- _RECORD LIST_:

↓

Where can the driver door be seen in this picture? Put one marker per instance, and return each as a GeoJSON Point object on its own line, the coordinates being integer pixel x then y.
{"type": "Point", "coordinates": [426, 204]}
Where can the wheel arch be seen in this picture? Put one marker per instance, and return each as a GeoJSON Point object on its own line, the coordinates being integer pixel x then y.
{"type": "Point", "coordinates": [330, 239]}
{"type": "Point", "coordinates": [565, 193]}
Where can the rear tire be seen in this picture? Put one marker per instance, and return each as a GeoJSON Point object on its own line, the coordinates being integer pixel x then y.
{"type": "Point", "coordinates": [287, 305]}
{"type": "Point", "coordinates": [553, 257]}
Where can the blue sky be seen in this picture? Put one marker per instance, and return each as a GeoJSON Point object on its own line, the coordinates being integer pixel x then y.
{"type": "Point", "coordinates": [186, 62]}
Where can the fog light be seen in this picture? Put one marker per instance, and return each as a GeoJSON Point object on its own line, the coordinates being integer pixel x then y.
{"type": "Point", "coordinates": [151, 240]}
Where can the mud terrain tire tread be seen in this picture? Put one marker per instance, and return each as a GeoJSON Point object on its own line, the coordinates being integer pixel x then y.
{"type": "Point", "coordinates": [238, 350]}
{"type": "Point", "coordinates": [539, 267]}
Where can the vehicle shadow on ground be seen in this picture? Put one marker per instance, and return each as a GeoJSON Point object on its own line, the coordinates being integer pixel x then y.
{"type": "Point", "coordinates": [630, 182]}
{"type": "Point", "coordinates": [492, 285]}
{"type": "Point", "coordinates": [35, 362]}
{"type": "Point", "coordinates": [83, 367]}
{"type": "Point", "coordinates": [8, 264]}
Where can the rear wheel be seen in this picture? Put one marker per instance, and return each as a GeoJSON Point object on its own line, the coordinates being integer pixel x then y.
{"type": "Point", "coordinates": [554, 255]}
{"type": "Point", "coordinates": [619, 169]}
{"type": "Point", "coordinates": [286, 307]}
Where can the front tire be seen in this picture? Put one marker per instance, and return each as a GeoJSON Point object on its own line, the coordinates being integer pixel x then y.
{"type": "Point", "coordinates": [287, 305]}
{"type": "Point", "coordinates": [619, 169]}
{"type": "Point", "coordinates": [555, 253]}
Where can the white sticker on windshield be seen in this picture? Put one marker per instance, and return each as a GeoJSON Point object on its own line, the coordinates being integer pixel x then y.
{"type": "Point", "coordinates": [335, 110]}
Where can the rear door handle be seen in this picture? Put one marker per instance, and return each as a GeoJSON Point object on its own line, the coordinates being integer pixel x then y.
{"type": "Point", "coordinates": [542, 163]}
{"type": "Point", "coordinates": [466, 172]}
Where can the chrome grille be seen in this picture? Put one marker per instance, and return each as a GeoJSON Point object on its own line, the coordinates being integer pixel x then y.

↑
↓

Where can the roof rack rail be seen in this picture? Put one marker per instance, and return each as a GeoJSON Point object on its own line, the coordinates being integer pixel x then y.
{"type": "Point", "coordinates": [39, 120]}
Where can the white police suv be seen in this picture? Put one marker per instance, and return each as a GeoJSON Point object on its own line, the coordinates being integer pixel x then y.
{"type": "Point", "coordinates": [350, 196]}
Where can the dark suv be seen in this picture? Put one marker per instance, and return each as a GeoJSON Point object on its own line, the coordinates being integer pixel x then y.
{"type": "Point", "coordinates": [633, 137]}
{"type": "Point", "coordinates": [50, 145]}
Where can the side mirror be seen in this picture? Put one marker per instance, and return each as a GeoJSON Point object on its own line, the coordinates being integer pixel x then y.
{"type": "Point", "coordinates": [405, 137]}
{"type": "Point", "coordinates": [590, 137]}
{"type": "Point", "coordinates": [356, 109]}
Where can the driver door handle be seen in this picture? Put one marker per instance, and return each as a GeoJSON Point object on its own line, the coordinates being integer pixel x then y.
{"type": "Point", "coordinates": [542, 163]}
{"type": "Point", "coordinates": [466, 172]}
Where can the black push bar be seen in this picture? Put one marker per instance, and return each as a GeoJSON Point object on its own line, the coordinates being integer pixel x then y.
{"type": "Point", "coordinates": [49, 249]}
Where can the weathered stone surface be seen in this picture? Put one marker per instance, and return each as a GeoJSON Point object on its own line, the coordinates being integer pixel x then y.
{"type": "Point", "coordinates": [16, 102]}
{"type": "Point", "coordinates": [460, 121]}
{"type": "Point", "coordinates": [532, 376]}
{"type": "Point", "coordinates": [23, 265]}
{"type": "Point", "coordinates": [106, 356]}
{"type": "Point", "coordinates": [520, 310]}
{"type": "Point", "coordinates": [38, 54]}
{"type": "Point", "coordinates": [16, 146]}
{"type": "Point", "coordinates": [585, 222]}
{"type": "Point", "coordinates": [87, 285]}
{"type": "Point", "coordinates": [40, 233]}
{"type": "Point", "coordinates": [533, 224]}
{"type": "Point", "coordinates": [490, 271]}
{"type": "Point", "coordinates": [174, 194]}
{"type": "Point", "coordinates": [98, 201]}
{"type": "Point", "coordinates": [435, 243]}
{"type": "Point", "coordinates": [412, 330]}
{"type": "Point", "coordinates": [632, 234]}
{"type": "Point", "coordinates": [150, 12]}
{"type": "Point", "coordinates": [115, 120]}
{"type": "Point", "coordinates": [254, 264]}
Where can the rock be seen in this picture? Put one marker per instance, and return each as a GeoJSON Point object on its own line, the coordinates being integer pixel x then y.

↑

- _PROBLEM STATEMENT_: Could you rewrite the entries from the line with "Where can the rear wheel" up to and including the line with "Where can the chrome", renaming "marker" to "pin" and leaving everything else unchanged?

- _THE SOLUTION_:
Where can the rear wheel be seen in this picture? Put one pin per instance, and return each as a GeoJSON Point object on its own line, the coordinates being integer pixel x then y.
{"type": "Point", "coordinates": [554, 255]}
{"type": "Point", "coordinates": [619, 169]}
{"type": "Point", "coordinates": [286, 307]}
Where can the front tire be seen in this picture? Put one pin per instance, and return each as a GeoJSON Point object on its own line, the coordinates being integer pixel x then y.
{"type": "Point", "coordinates": [287, 305]}
{"type": "Point", "coordinates": [619, 169]}
{"type": "Point", "coordinates": [555, 253]}
Where can the white sticker on windshield be seen in this picture? Put one pin per instance, and return each as a GeoJSON Point object on its own line, the coordinates being integer pixel x then y.
{"type": "Point", "coordinates": [335, 110]}
Where can the rear door handle be seen in this picture? Put one pin per instance, and return each as a GeoJSON Point object on its own line, the coordinates being integer pixel x then y.
{"type": "Point", "coordinates": [542, 163]}
{"type": "Point", "coordinates": [466, 172]}
Where can the chrome grille be seen in this picture? Put one pin per instance, and return each as a GeoJSON Point object on its own line, the coordinates being integer pixel x then y.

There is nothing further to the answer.